• _Your assignment_: From the entries below, return exactly the lines beginning at the one that contains "pixel 324 238" and ending at the one that contains "pixel 206 210", both of them included, and only those lines.

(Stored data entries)
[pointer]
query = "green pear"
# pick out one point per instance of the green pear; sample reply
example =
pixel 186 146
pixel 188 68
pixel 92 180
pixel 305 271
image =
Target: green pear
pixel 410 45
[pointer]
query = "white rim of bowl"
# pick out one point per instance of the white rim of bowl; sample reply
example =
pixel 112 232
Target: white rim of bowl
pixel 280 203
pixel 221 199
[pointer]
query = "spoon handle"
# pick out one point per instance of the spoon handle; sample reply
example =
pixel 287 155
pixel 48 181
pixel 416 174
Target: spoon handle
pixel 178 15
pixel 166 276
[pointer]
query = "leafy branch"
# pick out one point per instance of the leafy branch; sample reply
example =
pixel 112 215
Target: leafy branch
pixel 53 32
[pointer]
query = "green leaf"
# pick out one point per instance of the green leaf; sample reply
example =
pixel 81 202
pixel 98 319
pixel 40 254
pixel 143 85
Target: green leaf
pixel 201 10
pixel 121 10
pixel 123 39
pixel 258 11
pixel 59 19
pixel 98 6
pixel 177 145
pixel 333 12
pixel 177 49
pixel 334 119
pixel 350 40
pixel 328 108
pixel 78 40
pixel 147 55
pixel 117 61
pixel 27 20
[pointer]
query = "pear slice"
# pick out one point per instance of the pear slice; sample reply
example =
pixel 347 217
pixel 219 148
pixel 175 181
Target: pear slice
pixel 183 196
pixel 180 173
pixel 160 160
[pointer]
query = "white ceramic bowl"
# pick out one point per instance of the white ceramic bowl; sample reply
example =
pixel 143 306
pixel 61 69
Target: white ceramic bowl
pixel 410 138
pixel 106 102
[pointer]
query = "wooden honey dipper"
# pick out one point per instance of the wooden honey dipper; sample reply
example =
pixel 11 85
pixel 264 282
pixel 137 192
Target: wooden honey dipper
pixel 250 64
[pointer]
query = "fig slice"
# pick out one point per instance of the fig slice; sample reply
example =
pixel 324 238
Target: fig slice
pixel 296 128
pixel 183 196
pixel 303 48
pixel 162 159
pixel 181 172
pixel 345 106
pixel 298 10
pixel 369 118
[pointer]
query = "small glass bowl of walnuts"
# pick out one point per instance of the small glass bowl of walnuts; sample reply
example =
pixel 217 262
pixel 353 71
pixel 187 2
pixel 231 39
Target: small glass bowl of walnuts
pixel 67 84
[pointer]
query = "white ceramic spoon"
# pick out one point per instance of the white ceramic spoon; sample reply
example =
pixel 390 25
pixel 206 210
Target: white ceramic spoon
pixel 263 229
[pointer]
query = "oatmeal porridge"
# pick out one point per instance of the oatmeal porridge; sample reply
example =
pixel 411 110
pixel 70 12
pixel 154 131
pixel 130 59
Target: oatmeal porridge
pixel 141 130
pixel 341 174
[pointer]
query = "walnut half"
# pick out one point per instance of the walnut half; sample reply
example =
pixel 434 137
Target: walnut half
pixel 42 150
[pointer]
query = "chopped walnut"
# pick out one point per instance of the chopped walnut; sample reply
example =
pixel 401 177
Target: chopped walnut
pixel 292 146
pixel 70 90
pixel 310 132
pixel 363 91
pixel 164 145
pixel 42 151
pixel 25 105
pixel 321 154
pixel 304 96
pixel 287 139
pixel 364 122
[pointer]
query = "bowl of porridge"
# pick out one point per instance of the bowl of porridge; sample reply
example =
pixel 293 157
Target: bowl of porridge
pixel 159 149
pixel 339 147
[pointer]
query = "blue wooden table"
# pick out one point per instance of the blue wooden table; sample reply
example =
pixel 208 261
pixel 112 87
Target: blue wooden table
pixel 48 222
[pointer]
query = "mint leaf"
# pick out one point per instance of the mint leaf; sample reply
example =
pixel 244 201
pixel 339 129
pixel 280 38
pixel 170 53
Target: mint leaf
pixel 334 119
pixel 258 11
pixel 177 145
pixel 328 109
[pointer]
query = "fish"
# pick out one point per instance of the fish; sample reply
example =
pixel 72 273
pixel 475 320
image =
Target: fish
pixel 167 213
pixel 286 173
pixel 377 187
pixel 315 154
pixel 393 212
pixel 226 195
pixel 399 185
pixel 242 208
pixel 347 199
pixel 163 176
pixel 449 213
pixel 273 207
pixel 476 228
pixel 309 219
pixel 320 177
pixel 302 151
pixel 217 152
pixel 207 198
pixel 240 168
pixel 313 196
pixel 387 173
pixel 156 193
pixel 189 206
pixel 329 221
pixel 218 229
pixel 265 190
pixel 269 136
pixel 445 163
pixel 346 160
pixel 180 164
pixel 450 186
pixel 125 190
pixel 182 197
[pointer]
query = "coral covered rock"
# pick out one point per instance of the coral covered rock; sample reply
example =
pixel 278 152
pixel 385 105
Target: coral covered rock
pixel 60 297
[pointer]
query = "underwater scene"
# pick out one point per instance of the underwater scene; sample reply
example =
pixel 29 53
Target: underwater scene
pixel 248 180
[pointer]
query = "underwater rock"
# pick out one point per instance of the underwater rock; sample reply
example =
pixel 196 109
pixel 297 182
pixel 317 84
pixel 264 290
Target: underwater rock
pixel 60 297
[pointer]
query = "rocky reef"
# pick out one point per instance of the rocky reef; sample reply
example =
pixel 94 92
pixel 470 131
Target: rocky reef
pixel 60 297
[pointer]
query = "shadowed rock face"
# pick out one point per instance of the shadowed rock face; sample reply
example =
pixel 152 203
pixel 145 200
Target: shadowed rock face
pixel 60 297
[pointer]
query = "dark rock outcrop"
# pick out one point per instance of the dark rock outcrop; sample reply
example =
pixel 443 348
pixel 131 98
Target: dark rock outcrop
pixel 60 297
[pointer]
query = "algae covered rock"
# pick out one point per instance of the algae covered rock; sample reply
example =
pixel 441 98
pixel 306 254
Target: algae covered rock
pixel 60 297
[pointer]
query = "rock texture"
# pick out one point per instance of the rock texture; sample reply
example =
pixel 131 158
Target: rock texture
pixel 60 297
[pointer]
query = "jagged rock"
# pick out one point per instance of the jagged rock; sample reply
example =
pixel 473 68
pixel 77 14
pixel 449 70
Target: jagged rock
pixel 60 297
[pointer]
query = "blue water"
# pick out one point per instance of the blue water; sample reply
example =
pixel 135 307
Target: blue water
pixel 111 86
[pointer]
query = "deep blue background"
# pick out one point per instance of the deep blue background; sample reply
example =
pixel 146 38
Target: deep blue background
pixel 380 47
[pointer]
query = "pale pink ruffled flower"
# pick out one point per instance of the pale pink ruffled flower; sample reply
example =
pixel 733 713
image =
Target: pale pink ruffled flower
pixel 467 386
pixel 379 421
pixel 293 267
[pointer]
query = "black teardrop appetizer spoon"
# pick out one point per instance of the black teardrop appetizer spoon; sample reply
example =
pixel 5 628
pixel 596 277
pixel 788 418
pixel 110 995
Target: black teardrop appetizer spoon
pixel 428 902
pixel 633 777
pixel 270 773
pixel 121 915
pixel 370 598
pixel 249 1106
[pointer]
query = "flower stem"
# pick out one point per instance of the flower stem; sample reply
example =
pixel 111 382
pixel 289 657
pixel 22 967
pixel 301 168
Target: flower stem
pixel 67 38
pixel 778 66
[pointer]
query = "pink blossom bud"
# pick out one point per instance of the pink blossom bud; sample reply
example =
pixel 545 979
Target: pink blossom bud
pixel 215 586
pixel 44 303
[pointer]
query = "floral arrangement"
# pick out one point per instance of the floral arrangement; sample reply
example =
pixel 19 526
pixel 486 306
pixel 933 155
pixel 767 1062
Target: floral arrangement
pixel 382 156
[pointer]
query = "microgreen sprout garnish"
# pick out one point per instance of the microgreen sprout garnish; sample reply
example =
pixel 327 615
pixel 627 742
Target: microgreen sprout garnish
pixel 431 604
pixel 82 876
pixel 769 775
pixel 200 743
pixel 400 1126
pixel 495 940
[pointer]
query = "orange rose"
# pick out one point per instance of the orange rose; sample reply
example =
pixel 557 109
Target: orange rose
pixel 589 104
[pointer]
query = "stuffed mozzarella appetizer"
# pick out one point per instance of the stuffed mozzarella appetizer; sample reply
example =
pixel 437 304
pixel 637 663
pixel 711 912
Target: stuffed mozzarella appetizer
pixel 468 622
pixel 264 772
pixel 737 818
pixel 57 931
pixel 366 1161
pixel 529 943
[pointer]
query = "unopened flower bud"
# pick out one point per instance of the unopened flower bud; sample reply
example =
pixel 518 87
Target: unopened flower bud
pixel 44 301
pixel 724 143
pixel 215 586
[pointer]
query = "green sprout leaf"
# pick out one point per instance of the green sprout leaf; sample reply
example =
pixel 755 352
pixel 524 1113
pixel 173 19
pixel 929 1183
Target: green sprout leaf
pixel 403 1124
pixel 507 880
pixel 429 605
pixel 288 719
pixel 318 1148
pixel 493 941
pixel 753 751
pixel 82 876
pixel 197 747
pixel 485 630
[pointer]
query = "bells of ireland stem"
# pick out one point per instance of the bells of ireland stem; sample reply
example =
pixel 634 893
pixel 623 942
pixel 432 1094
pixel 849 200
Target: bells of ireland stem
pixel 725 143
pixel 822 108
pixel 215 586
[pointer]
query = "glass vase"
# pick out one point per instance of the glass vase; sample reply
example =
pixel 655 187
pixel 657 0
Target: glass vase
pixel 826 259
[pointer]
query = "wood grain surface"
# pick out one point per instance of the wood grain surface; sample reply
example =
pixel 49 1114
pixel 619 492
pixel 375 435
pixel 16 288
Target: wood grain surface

• _Output below_:
pixel 324 238
Target: fig slice
pixel 296 128
pixel 183 196
pixel 303 48
pixel 162 159
pixel 181 172
pixel 345 106
pixel 298 10
pixel 369 118
[pointer]
query = "small glass bowl of walnuts"
# pick out one point per instance of the small glass bowl of walnuts; sample reply
example =
pixel 217 262
pixel 353 71
pixel 187 2
pixel 231 39
Target: small glass bowl of walnuts
pixel 67 84
[pointer]
query = "white ceramic spoon"
# pick out one point per instance of the white ceramic spoon; sample reply
example =
pixel 390 25
pixel 206 210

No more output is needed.